* EXERCISE A:
Copy the passage from the Yamato vaccination article between "Under the current" and "Mihoko Osawa said.", inclusive.
* EXERCISE B:
List every language that the Yamato vaccination article names as offered by the volunteer interpreters.
* EXERCISE C:
Answer these questions using the Yamato vaccination article.
(i) In which prefecture is the city of Yamato located?
(ii) When are inoculations for older people set to begin?
(iii) In how many languages will the volunteer interpreters offer services?

----- EXTRACTED TEXT

The city of Yamato, Kanagawa Prefecture, for example, is adopting what it calls the “Yamato model.” It is aiming to deploy a team of medical professionals to vaccinate demographics that may struggle to access care on their own, including older people and foreign residents who don’t speak Japanese.

 

Like many municipalities, the city has laid out two main channels through which vaccinations will become available — local clinics where shots are administered on an individual basis, and community centers where visitors are inoculated en masse.

 

But what stands out about the strategy by Yamato, home to one of the prefecture’s highest concentrations of non-Japanese residents and sizeable communities of Chinese, Korean and Philippine nationals, is another measure it is employing: Having doctors and nurses enlisted by the city actively approach communities susceptible to alienation.

 

Under the current plan hatched by the city, a team of medical professionals from a local hospital will first visit a pair of apartment complexes home to a sizable number of older people once inoculations for that demographic kick off in mid-April and will administer shots there.

The idea is to prevent older residents in the neighborhood, which has no nearby medical institutions and has poor access to public transportation, from getting left behind, city official Mihoko Osawa said.

 

Then, when vaccinations begin for the general public, the team of doctors will shift gears and cater to foreign residents whose access to conventional vaccination channels may be hindered by language barriers, reaching out to them with the added help of interpreters.

 

To this end, the city is aiming to set up an ad hoc vaccination site near Yamato International Association — a hub of international communication in the city — with volunteer interpreters offering services in 20 languages including English, Spanish, Chinese and Tagalog on site to help facilitate communication between doctors and patients.

 

“Since we already had previous experience arranging interpreters for foreign residents, I think we had an inherent readiness to respond to their needs,” Osawa said.

----------
----- SUPPLIED ENTRIES

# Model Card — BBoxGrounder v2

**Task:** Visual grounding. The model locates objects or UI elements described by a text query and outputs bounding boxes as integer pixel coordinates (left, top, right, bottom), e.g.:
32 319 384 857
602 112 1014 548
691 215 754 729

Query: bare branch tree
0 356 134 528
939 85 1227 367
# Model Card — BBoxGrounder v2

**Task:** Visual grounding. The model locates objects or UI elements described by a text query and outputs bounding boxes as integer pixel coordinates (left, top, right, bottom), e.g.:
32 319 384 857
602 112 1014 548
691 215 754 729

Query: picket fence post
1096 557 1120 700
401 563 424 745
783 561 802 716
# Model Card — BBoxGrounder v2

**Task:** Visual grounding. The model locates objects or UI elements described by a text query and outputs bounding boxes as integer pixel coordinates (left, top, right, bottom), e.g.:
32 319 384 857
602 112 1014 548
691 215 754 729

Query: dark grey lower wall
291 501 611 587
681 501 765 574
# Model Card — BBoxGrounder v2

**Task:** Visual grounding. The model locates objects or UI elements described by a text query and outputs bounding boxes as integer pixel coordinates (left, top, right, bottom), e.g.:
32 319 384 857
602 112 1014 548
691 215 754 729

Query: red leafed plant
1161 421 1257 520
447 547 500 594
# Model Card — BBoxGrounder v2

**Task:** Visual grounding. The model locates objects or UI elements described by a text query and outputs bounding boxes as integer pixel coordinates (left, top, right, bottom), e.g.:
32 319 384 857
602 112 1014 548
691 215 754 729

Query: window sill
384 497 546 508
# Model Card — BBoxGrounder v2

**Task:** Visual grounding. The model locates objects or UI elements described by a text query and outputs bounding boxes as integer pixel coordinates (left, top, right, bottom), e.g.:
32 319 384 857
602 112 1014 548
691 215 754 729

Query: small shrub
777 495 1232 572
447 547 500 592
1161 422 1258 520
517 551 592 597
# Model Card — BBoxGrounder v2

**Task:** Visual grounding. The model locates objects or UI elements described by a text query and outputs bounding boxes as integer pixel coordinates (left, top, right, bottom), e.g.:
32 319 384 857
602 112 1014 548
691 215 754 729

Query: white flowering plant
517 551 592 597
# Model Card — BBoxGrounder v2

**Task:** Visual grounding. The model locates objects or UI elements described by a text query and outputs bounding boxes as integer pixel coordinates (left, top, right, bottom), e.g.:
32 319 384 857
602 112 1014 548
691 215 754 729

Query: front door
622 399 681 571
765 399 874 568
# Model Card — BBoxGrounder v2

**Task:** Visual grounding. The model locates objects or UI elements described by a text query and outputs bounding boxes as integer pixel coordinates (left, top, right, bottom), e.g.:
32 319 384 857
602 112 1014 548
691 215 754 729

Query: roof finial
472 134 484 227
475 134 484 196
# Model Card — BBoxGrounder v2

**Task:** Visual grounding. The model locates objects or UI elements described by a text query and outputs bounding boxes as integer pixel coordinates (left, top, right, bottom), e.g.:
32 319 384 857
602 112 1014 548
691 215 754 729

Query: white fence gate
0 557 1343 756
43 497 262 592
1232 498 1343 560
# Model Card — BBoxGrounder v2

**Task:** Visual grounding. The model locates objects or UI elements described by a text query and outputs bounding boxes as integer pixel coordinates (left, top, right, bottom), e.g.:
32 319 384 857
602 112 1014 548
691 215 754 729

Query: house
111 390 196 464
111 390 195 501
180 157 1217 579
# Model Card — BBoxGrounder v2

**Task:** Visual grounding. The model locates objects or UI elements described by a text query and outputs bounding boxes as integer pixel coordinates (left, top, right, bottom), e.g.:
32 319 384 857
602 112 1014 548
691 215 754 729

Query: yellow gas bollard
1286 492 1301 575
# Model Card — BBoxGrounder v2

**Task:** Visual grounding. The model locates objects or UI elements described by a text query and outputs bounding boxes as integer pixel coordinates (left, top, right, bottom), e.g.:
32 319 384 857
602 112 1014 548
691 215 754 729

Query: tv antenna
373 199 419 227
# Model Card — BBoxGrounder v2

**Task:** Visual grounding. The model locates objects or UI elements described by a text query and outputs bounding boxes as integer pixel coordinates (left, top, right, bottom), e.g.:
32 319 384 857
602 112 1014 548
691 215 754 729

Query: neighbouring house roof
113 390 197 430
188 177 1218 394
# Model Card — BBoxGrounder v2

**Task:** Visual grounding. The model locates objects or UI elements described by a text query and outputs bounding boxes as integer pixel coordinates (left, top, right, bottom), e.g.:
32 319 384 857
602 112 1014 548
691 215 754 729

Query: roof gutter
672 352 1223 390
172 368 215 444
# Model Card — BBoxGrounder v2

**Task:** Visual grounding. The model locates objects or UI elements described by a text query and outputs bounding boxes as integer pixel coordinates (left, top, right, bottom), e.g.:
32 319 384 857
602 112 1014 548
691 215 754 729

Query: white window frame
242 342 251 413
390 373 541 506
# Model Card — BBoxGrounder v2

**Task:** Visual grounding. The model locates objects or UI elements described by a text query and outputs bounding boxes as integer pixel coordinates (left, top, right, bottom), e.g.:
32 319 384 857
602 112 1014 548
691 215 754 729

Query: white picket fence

----------
----- SUPPLIED ENTRIES

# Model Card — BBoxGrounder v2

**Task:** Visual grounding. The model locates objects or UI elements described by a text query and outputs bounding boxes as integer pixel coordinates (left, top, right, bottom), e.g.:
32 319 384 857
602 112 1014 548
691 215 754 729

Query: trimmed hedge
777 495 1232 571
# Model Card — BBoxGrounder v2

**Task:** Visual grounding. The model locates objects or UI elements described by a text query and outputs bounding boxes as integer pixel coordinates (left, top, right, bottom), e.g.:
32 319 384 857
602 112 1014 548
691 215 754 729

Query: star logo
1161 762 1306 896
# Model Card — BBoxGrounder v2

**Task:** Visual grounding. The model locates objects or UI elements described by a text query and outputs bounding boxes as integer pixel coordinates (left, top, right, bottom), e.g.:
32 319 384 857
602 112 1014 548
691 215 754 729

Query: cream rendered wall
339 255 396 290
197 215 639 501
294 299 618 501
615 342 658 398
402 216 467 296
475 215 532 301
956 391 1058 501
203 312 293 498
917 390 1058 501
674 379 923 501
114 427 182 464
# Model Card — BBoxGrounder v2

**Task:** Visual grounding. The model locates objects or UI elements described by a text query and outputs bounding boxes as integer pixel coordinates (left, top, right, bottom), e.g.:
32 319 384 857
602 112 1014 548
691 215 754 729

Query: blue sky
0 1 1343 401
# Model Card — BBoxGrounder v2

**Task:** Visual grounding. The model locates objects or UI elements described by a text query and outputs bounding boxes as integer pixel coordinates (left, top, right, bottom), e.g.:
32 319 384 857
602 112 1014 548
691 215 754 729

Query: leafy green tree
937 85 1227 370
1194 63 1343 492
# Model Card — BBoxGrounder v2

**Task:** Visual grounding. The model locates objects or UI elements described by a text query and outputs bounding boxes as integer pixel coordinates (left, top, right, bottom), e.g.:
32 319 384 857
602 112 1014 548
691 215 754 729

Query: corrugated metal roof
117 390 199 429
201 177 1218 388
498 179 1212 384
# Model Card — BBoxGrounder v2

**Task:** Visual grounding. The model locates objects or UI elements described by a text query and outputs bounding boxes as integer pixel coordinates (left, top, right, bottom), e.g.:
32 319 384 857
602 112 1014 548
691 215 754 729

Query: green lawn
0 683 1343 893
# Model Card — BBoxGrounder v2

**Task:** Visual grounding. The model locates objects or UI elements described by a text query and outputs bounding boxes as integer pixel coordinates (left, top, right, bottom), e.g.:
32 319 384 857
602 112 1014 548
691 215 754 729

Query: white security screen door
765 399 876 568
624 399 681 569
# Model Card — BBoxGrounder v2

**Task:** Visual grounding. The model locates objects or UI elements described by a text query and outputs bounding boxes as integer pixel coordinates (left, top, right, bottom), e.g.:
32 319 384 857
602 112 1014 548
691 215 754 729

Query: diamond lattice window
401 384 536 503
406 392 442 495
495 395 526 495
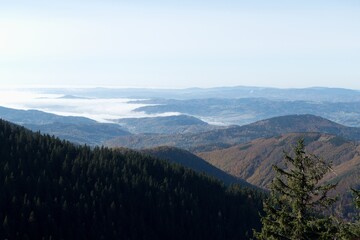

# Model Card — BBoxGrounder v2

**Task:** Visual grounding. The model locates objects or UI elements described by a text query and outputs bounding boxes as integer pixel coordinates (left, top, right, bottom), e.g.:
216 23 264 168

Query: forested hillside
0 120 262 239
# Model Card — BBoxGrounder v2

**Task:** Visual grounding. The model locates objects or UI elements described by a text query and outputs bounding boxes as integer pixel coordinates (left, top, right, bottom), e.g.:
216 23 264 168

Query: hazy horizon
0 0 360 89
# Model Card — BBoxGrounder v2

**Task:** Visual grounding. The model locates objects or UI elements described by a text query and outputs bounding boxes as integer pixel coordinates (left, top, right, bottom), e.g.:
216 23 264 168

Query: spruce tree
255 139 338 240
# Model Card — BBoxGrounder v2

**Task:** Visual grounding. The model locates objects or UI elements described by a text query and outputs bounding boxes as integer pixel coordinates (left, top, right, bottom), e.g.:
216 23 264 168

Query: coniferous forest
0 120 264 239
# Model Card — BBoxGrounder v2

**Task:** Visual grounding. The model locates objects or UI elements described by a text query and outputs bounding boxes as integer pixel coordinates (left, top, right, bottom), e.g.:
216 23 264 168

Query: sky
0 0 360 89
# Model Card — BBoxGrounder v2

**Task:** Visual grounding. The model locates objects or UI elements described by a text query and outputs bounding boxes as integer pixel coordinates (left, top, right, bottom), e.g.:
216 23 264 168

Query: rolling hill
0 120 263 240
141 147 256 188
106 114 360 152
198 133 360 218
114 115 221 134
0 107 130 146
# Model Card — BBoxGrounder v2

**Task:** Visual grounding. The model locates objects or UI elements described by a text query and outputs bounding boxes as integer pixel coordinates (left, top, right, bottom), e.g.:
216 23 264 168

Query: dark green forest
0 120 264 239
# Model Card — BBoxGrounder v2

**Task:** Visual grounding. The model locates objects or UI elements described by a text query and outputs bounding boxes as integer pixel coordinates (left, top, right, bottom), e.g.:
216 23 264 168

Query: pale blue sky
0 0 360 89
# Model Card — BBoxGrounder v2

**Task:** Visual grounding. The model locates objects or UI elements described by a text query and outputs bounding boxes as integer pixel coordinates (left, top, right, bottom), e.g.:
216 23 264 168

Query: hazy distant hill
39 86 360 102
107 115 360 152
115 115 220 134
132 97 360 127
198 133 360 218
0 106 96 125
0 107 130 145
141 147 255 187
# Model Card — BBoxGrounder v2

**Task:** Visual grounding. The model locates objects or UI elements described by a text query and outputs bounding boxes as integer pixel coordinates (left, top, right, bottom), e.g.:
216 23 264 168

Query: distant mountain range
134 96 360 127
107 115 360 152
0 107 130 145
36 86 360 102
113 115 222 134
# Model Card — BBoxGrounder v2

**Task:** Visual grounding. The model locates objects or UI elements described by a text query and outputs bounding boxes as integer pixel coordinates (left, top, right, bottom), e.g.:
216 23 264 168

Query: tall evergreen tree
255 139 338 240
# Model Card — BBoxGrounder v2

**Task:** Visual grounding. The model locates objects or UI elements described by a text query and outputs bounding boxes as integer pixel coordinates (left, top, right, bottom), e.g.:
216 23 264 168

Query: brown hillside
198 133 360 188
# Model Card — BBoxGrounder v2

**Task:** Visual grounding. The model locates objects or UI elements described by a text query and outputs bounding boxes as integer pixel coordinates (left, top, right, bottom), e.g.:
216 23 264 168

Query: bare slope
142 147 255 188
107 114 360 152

----------
----- SUPPLIED ENTRIES

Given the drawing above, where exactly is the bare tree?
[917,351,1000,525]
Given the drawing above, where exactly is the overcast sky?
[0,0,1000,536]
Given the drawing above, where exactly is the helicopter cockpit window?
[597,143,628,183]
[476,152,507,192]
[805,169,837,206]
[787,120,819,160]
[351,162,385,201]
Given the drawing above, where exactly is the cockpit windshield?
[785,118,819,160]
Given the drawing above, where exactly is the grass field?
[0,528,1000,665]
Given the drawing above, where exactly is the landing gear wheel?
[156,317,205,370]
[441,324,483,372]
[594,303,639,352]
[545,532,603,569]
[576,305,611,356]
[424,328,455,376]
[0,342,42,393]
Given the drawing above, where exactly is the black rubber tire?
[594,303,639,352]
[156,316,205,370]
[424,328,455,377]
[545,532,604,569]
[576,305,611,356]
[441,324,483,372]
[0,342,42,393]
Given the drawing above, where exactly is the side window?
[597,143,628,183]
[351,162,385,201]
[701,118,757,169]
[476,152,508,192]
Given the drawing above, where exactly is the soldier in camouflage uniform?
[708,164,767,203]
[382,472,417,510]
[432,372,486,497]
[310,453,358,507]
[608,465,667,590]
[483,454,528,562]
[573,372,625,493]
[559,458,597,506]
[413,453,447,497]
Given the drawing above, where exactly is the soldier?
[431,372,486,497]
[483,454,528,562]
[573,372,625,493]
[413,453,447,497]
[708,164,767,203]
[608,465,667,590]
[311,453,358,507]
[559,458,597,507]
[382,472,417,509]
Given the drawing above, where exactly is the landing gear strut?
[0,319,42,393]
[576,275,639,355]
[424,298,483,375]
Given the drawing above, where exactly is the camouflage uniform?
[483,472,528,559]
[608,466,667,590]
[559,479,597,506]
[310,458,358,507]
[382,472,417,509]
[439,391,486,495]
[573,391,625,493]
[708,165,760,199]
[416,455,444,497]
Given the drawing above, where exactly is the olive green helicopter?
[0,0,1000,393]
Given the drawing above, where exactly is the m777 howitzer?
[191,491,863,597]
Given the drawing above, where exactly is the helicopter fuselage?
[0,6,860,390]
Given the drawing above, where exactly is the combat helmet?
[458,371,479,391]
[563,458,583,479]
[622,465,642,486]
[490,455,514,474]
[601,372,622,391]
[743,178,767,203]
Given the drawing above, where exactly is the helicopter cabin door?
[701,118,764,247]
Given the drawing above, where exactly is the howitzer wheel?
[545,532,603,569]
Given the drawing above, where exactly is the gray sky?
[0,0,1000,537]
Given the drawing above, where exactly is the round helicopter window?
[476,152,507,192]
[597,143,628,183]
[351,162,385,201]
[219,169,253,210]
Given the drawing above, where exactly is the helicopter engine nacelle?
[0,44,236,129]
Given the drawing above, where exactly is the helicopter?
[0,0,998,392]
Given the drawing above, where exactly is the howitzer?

----------

* RESULT A:
Under the current plan hatched by the city, a team of medical professionals from a local hospital will first visit a pair of apartment complexes home to a sizable number of older people once inoculations for that demographic kick off in mid-April and will administer shots there.

The idea is to prevent older residents in the neighborhood, which has no nearby medical institutions and has poor access to public transportation, from getting left behind, city official Mihoko Osawa said.

* RESULT B:
English
Spanish
Chinese
Tagalog

* RESULT C:
(i) Kanagawa Prefecture
(ii) Mid-April
(iii) 20